▸ DIRECTIVE
Begin at the line that contains "Question: is any osb" and continue through the end of the records. Rewrite every line in that range, keeping the requests, and multiply each bounding-box coordinate in the answers by 2.45, rounding to whole numbers with halves rounded up.

▸ EXCERPTED RECORDS
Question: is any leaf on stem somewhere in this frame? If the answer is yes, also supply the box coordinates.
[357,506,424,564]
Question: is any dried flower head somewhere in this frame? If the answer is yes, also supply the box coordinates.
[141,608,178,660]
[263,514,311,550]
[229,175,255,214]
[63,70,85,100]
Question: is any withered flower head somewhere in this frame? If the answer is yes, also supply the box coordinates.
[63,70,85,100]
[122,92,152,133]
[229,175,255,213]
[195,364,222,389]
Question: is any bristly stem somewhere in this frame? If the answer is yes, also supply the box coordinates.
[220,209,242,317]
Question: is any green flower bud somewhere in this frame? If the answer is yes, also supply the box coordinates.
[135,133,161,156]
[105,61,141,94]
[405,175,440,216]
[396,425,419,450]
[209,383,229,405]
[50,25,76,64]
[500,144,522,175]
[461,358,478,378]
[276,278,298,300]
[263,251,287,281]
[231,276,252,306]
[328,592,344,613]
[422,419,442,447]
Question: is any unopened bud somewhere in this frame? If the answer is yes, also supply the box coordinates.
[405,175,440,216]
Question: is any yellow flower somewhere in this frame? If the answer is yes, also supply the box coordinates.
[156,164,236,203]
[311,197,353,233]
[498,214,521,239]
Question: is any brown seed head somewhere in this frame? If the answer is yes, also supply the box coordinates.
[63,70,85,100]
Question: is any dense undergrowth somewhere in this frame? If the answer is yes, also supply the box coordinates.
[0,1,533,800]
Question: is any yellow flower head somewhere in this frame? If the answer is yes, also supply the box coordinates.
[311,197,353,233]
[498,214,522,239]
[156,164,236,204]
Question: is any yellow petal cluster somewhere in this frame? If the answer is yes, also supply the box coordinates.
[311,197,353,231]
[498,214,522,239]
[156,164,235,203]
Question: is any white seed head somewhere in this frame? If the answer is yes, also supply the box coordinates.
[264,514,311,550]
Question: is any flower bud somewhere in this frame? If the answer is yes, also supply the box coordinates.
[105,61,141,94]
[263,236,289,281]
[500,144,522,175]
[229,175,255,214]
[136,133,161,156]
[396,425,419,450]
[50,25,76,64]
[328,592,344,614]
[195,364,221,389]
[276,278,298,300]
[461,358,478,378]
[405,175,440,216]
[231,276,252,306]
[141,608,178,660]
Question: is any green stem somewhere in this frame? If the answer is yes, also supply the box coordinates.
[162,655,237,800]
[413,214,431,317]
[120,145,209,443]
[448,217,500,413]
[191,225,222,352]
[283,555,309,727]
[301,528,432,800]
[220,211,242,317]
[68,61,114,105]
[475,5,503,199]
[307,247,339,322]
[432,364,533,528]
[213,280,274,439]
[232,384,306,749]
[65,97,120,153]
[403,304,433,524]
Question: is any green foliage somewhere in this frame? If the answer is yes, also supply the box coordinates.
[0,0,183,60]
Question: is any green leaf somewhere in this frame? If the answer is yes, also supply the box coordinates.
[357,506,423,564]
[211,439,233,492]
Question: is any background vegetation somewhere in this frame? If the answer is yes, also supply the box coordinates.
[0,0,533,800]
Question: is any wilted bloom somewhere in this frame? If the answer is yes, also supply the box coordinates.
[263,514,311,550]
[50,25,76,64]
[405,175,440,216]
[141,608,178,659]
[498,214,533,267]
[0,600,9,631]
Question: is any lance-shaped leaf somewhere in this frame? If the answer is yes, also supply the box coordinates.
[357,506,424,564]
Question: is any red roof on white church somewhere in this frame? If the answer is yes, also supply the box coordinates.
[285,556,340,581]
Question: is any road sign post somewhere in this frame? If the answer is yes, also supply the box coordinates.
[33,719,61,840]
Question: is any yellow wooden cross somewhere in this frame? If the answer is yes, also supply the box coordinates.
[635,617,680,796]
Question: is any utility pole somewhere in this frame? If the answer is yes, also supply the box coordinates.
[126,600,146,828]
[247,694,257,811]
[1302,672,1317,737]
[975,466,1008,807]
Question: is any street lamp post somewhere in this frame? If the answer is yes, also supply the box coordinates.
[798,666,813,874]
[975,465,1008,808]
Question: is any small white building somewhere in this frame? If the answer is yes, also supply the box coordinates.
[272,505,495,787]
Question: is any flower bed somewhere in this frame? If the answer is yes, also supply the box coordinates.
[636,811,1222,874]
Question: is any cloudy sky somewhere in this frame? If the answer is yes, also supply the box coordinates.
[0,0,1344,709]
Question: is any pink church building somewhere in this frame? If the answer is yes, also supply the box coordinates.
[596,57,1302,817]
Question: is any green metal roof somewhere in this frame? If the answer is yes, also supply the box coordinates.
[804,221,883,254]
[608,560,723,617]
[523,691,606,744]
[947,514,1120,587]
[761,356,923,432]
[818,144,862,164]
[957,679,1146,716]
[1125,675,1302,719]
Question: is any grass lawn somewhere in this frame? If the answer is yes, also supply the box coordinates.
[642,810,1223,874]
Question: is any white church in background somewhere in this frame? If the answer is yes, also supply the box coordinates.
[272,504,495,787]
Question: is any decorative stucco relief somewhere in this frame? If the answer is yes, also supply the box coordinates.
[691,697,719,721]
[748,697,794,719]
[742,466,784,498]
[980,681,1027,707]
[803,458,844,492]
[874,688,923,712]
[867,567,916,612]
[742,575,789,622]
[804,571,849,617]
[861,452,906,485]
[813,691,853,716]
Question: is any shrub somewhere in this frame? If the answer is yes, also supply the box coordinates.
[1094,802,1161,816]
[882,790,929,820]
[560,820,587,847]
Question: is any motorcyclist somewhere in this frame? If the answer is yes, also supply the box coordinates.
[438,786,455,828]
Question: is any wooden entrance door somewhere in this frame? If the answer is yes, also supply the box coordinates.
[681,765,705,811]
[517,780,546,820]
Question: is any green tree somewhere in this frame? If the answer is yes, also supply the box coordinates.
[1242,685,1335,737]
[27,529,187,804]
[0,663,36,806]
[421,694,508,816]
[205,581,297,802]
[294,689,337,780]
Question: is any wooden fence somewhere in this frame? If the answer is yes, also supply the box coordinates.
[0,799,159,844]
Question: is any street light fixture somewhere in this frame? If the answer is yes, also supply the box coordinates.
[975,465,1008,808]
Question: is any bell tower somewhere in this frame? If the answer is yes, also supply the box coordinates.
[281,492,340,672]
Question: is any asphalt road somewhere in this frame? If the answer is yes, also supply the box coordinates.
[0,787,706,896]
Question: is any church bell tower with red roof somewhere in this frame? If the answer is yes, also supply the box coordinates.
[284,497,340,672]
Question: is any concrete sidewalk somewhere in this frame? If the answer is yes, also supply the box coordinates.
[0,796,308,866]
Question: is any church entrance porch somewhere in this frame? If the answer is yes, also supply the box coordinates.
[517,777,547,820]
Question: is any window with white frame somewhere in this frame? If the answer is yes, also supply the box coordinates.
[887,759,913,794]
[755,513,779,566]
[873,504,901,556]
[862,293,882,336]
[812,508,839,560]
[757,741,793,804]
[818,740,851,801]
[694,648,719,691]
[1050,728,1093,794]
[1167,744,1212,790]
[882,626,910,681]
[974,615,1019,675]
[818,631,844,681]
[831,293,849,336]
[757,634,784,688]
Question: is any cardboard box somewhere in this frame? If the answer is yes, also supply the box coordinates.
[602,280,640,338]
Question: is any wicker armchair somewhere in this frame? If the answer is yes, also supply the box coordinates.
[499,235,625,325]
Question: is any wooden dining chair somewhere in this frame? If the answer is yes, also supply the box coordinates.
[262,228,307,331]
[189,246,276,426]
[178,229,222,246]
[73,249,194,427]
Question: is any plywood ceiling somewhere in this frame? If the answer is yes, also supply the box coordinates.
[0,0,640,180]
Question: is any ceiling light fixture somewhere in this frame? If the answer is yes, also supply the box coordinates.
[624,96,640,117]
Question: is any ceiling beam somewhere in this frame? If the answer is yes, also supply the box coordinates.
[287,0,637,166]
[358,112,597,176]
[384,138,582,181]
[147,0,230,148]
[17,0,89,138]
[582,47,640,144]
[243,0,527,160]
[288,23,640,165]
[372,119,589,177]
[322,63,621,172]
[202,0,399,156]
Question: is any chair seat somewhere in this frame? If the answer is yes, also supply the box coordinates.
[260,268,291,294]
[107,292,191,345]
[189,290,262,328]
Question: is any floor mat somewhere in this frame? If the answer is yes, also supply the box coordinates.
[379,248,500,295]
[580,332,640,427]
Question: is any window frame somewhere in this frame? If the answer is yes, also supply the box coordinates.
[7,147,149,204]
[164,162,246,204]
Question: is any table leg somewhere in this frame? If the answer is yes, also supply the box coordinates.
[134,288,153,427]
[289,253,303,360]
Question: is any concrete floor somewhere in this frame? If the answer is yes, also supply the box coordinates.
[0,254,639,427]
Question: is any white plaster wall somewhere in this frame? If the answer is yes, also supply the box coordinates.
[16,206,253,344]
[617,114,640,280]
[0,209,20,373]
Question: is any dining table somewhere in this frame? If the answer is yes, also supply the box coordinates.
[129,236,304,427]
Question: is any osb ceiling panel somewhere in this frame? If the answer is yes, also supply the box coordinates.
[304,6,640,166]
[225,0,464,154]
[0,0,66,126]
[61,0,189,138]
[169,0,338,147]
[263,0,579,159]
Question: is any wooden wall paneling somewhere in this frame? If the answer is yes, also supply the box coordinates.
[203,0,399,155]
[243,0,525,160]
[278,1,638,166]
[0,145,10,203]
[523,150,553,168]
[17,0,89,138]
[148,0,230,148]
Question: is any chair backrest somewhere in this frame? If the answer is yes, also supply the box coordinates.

▸ EXERCISE RESULT
Question: is any osb ceiling panel somewhere in this frame? If the answer is yes, also supply the box coordinates.
[745,15,1568,407]
[551,0,1137,377]
[0,0,162,309]
[149,0,463,338]
[414,0,828,360]
[644,0,1419,390]
Question: is any wooden wall paneling somewhere in this frame? If the answer is yes, also supply the box coordinates.
[497,0,978,380]
[595,0,1286,392]
[681,2,1563,407]
[0,355,25,497]
[1281,368,1355,412]
[42,0,218,338]
[363,0,564,363]
Question: is any chair backrest somewhere in this frame? If the answer is yes, also supply the box coordinates.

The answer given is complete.